══ FRAGMENTO SELECCIONADO

Como la gente se ha acostumbrado a las explicaciones
fáciles, a su medida, y como los antiguos relatos que daban sentido a la vida,
desde los religiosos hasta los políticos, han dejado de tener validez,
cualquier demagogo sin escrúpulos o sin cabeza pueden armarla en un momento,
incluso más allá de lo que pretendiese en un principio. (Como acaba de pasar en
USA).
No se acepta la realidad real. Es demasiado real. La gente
quiere vivir películas o videojuegos en los que si se muere se vuelve a
empezar. Por eso no se siguen las medidas de la pandemia, por eso a pesar del
aviso de la nevada se sale con el coche, o se abren las terrazas y la gente
está tomando cerveza en la calle encima de nieve helada y sin mascarilla.
Así que en resumen, la sociedad post revolución digital,
padece: rechazo a la autoridad, rechazo a la sabiduría, rechazo a la realidad,
rechazo a los deberes, rechazo a los esfuerzos (que no sean en el gimnasio),
pasión por la transparencia, pasión por la moda, pasión por la belleza física,
pasión por el placer, todo adobado por unas gotas de miedo al futuro, al compromiso
y a todo lo que parezca medio o largo plazo…
La ampliación de los sentidos que proporcionan los medios
digitales ha fomentado una sociedad que va del hedonismo al nihilismo en un
totum revolutum que es lo que denominamos populismo y que luego se descompone
en lo que unos dicen que son “nuevos” partidos de derechas y otros “nuevos”
partidos de izquierdas.
Y no es que los medios digitales no hayan cumplido con los
objetivos que parecían sugerirse desde su comienzo, es decir, poner en manos de
cualquier persona todo el conocimiento y las herramientas para transformarlo en
formas nuevas de producir riqueza, inventos maravillosos, o nuevas formas de
fraternidad universal. Eso también ha sucedido y sigue sucediendo.
Muchos jóvenes se verán retratados mucho mejor entre los que
utilizan las redes como un medio frio, (aquel en el que quien recibe el mensaje
tiene que completarlo), que como un medio caliente o sencillamente narcótico.
Muchos jóvenes siguen (aunque no lo sepan) la idea de
Epicteto de que la felicidad es un producto de la virtud definida mediante una
vida acorde a la razón. (O a lo mejor quieren tener una vida mejor, sencilla y
legítimamente).
Dado que las realidades de la vida económica, social o
incluso biológica van a seguir imponiendo su inclemente dictado, son ellos los
que ocuparán los mejores puestos de trabajo y estarán en condiciones de imponer
un poco de cordura en el desbarre político de los otros. (Por lo menos de
intentarlo).

════
══ DATOS PARA REVISIÓN

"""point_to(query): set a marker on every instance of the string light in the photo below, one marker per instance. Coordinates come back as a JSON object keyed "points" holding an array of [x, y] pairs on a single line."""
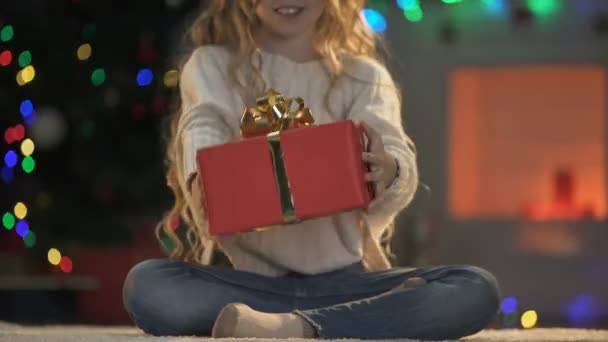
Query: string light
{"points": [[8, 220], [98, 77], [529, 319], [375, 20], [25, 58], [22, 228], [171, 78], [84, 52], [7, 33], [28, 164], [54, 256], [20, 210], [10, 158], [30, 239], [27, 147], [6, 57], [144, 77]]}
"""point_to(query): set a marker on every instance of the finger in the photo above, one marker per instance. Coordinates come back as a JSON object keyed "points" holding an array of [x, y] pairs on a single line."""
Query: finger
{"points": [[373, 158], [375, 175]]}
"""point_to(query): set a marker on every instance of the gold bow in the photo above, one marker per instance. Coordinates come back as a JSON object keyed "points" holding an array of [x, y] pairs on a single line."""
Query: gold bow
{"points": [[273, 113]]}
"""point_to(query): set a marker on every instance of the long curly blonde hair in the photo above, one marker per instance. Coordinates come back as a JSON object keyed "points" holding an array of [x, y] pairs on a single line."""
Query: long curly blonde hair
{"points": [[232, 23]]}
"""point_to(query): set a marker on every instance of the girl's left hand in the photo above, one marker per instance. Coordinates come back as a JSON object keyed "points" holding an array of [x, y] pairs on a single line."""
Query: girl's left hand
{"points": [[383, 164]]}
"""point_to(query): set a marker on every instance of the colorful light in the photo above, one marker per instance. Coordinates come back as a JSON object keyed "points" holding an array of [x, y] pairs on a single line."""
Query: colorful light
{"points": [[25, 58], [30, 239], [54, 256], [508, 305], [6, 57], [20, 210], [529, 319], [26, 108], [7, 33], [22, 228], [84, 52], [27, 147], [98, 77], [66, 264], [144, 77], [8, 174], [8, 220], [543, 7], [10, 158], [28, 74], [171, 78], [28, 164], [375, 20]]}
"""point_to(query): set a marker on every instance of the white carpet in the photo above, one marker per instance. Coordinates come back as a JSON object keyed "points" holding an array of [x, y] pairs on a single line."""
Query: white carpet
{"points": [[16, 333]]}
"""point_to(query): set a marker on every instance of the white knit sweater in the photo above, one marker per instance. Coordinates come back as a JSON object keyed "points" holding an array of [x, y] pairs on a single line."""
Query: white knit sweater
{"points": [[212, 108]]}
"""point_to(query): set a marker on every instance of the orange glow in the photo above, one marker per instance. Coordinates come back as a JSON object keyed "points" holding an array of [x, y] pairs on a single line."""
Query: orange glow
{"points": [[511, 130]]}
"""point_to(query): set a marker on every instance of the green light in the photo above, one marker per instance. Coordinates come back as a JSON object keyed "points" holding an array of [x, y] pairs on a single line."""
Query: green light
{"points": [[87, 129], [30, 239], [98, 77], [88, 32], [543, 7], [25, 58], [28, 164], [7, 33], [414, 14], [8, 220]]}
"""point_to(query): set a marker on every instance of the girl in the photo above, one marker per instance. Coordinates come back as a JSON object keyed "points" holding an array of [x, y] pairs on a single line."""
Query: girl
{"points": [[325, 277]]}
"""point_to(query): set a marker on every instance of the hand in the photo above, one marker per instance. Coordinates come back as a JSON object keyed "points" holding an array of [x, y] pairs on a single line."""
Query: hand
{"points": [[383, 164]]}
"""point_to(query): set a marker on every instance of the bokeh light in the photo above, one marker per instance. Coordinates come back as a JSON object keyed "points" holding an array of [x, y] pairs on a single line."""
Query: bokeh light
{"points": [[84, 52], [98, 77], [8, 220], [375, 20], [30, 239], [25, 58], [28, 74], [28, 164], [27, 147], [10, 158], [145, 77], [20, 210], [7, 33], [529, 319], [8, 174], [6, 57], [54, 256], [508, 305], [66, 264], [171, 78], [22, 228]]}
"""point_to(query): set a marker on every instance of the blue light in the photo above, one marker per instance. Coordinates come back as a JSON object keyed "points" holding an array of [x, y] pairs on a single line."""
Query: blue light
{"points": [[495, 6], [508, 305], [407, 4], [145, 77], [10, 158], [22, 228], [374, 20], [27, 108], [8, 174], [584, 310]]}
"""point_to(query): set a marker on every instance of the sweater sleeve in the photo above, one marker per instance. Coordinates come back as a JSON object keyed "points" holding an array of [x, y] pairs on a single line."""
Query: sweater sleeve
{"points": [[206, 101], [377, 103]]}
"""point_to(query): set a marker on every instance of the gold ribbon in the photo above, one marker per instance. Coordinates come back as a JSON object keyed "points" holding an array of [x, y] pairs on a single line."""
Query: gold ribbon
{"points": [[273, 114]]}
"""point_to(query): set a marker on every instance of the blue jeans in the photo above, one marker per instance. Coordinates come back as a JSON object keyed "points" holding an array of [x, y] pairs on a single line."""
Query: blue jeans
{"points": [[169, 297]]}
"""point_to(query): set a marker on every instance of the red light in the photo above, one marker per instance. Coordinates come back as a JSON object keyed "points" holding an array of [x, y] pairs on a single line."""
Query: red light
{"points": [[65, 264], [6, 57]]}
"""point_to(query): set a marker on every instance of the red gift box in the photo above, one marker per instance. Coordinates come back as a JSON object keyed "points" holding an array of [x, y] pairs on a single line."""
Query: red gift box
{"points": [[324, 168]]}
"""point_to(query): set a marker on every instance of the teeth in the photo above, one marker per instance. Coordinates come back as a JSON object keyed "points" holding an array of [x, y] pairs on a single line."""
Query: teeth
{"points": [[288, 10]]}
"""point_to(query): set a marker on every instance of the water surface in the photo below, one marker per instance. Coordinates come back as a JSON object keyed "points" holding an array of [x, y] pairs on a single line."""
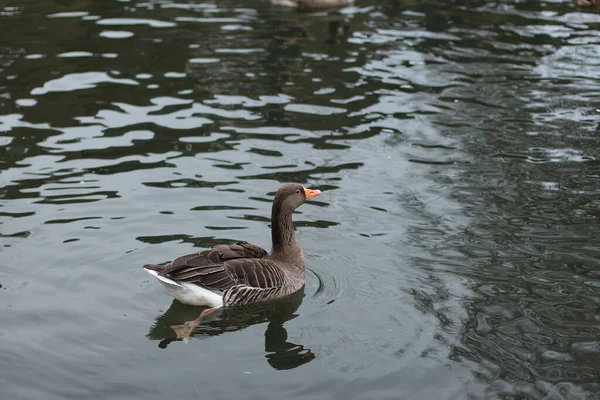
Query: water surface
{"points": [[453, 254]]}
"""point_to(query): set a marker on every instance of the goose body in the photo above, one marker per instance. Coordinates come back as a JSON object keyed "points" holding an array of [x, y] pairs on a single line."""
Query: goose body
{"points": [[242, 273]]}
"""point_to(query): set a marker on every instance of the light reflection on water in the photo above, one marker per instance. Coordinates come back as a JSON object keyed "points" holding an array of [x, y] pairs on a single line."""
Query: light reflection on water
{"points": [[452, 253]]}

════

## EJERCICIOS
• A. Según el fragmento sobre la sociedad digital, ¿qué idea de Epicteto siguen muchos jóvenes sin saberlo?
• B. Reanude el fragmento sobre la sociedad digital a partir del punto en que termina.

## RESPUESTAS
• A. Que la felicidad es un producto de la virtud definida mediante una vida acorde a la razón.

• B.
Pero los avisos de que los bárbaros están a las puertas se acumulan
y es hora de reflexionar sobre qué clase de sociedad queremos. Sobre el hecho
de que los ninis de hoy son los sintecho de mañana. Que los aprobados generales
no van a traer más igualdad sino lo contrario. Que las democracias liberales y
los estados de derecho nos han proporcionado el periodo de bienestar más largo
de la Historia. Y que todos los experimentos sobre “nuevas” y “más justas”
formas de gobierno han acabado siempre en grandes tragedias.
Las nuevas tecnologías han traído nuevos tiempos. Para una
parte de la sociedad son herramientas de creación y transformación. Para otra
parte un mundo artificial y estupefaciente. Para unos una posibilidad de
ampliar la libertad y la autonomía personal. Para otros la posibilidad de
enredar y dominar mediante el engaño. Para unos despertar a nuevos niveles de
conocimiento. Para otros perderse en banalidades sin fin.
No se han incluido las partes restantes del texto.